▸ Text section:
★ ★ ★

Before I begin
This article isn't intended to come across nicely. My intentions are to start a debate and to use personal experience for the benefit of a greater good. Nothing I write here is intended in any disrespectful manor at any individual, race, gender or anything else, but is intended as a direct attack towards the unethical health system in South Africa.
Breaking down barriers
Some pints of blood or an organ go a long way in breaking down the barriers that we typically have in society such as gender, race or income. One day when you or a loved one are on the wrong side of what I am about to write, it may become clear. I write here myself as a person who once thought the system was right, just and fair. The truth is that when you or someone you know, needs a kidney, heart, cornea or blood, you will most likely put these issues aside. I just happen to be someone who has been on the fortunate side of having life saving blood and have considered becoming an organ donnor through a life changing experience.
First time on death bed
In 1982 at birth. The world was different South Africa was different (and under an equally wrong system). Healthcare was free in South Africa for some.
I was born with Hiyaline membrane disease and given 20% chance to live. I have made it thus far to 30.
My second visit
2010. I collapse in ICU 28 years old as a student with a malignant brain tumor. I need 2x5 hour brain surgeries. I am put in a coma for a week and receive follow up treatment. I am hanging on by a thread and my poor wife who is from a country with a socialist system is forking out everything we own in the bank.
It's not enough. More is needed than we have (as people in our twenties) Hundreds of thousand in ZAR is not enough No one has ever counted manually to the sum of money we had to dish out. We don't possess a house to sell and my poor wife has to stress about money before she can worry about my health.
Thank you doctors
I stress a multitude of thanks to every doctor and nurse who played part in getting me out of ICU and responsible for follow up treatment. I am not ungrateful in what I am posting here, but the system you work in is wrong.
Too easy to turn my back on South Africa
Following my ordeal in 2010, we were left no choice but to migrate. Norway had covered all my medical expenses and reimbursed everything we spent. I am forever in need of medical checkups, medication and am due a third craniotomy. When it came down to it, a country that I was not born in and had only paid taxes in for 2 years, covered my full medical bills and continue to do so. I owe my life to my doctors in South Africa who were paid by Norway.

★ ★ ★

▸ Source material:
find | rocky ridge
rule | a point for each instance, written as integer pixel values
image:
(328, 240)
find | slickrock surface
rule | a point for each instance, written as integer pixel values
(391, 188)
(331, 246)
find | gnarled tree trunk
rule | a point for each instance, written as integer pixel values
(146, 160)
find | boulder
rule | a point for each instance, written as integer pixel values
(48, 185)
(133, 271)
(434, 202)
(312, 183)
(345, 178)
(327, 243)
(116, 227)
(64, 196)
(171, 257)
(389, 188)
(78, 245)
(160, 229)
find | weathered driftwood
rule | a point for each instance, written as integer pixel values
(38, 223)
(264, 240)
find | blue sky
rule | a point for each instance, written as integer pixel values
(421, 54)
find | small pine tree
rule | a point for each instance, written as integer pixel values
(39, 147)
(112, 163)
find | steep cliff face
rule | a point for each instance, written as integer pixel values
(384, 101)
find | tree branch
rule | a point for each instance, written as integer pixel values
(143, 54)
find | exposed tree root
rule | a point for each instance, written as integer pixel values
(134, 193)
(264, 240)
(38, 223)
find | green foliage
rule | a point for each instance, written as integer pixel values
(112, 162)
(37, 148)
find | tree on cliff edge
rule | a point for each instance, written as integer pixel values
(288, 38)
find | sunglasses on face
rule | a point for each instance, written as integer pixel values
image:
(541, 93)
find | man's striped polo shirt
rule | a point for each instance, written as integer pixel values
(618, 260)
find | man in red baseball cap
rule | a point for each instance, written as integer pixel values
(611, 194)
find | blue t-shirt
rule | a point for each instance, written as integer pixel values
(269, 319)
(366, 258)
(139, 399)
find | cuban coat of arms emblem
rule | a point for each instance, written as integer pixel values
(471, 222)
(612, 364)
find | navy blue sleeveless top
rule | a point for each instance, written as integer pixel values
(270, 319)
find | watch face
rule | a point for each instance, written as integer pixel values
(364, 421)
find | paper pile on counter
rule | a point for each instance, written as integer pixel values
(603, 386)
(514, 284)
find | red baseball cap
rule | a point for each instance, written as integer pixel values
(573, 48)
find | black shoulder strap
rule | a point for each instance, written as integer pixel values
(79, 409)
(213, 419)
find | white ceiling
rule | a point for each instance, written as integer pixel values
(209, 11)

★ ★ ★

▸ Work item A:
In the article on South Africa's health system, which country covered all of the writer's medical expenses and reimbursed everything spent?
▸ Work item B:
Extend the article on South Africa's health system, picking up after its final sentence.
The items aren't needed for what comes next.

▸ Exercise result A:
Norway

▸ Exercise result B:
Migrating not really a choice
Think of me as a medical refugee if you like. If I had stayed in South Africa it would have been a choice of death. My family nor I have the funding to cover my needed healthcare. Thus I am forced to live abroad in a location where healthcare is prioritized over money. It comes at the cost of my ongoing battle with a deadly disease, but without the support of my biological family.
Had I stayed in South Africa
I probably would be dead or my family would be in a huge amount of debt. South Africa offers people with my type of brain tumor a half WHO standard treatment because the chemotherapy is deemed too expensive yet we have an ever-growing first family and I don't know how many of those children will have glamorous Lamborghini weddings?
My response to Norway
Thank you and although I may only be able to donate my corneas, I have told my wife I wish to become a donor in Norway.
Would I be a donor in South Africa?
I contacted the organ donor foundation of SA with the question that I feel is inline with the health system (private vs public). In theory I asked them if as an organ donor, I could choose to have my organs harvested or transplanted in a public institution.
I do not see why any profit should be made in a private institution through expensive surgeries in the very institution that would deny me my needed healthcare because of money? The bottom line is that am I as a human more valuable in life or death?
What about medical aid?
Sorry to burst your bubble. Not everyone in South Africa can afford it and I for one fell into a very unfortunate category where I was:
1) A student
2) Thus unemployed
3) Thus no income
4) Thus no medical aid
5) Just happened to be at the age where one shouln't have to think about this.
What about life insurance?
Same as above.
Are you saying that organ/blood donnorhip is wrong?
No! It is admirable, but if I were able to be a donor in SA, I would be reluctant to donate to a system that would refuse me life (as happened), primarily because of money and even more so that they could make pofit off me in death.
But it costs money....
If we don't have the infrastructure then it's poor planning from a social perspective. Either build more hospitals or let there be fewer people to allow infrastructure that is in place to become enough. Perhaps a smaller first family and less lavish events in government.
If you think this doesn't concern you
You are making the same mistake that I made prior to illness. People do get ill and it usually happens in an unpredictable manor. 1 in 2.5 people get cancer alone. Perhaps you need a heart one day or a pint of life saving blood. Perhaps your relative needs a lung transplant? You never know.
But what can I do about this?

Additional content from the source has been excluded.